------ Records to use ------

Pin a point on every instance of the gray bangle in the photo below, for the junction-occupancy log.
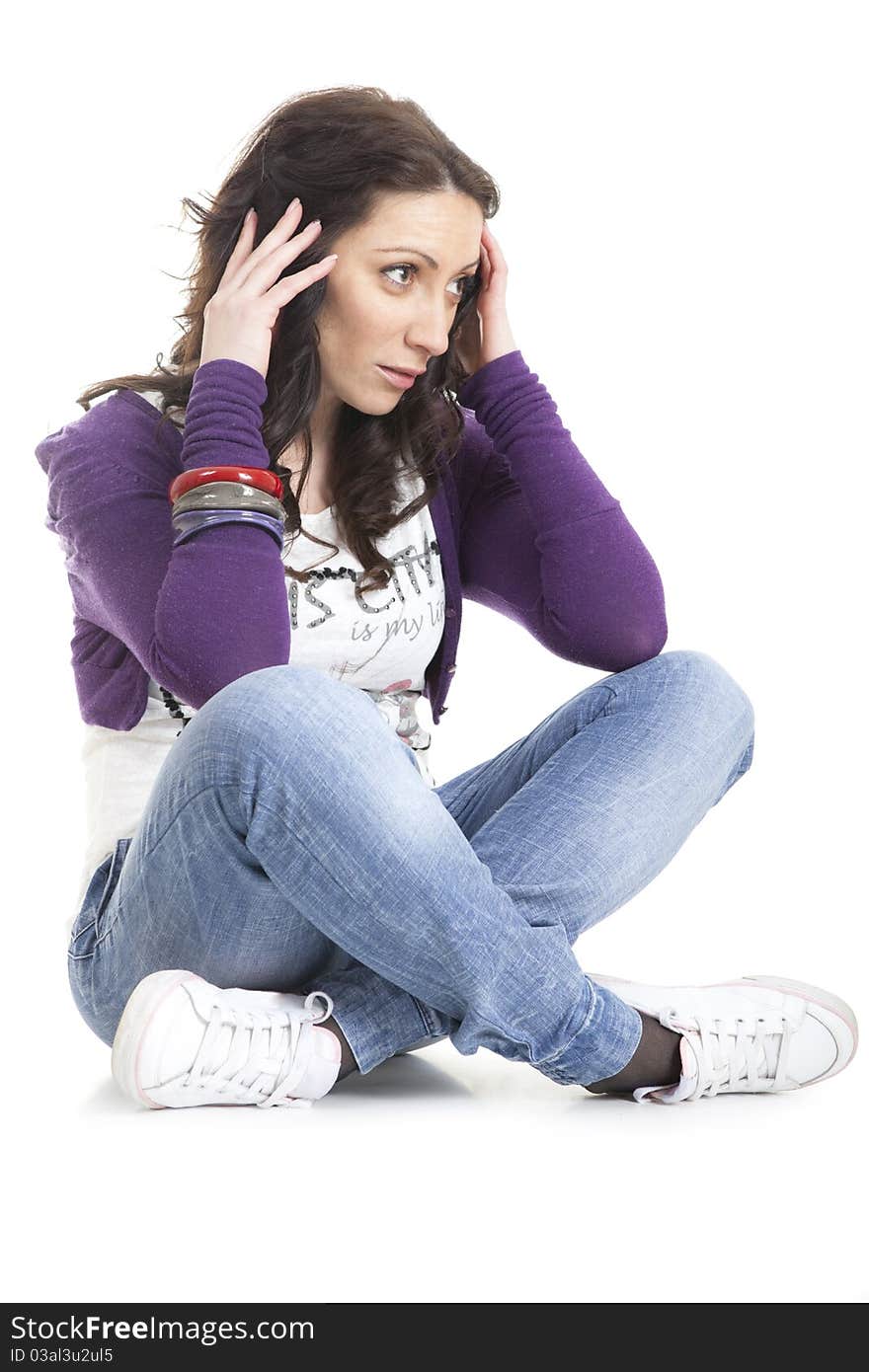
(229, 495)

------
------ Records to use ------

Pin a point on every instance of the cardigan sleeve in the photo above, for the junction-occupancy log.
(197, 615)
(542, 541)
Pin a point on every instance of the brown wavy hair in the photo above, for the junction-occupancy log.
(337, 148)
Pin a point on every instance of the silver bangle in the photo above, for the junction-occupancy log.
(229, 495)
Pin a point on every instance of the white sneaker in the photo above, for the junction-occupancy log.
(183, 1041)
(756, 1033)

------

__Problem__.
Please reproduce the data word for word, starting at the line that contains "Pin a point on every instance of the cardigan" and ending at the line that contains "(756, 1033)", both included. Output only those lines.

__Written answer__.
Pin a point on every instance of the cardigan sleeve in the photo above, for the junction-occupancy log.
(197, 615)
(542, 541)
Pin a point on every instance of the brown wavy hair in the photo above, for the junction-occupancy log.
(337, 148)
Pin a point on every instance of the silver bangle in the photo above, for the junction-occupancy log.
(229, 495)
Pin a point on every instance of the white sneaker in the photo above, for the junction-occupancy log.
(183, 1041)
(756, 1033)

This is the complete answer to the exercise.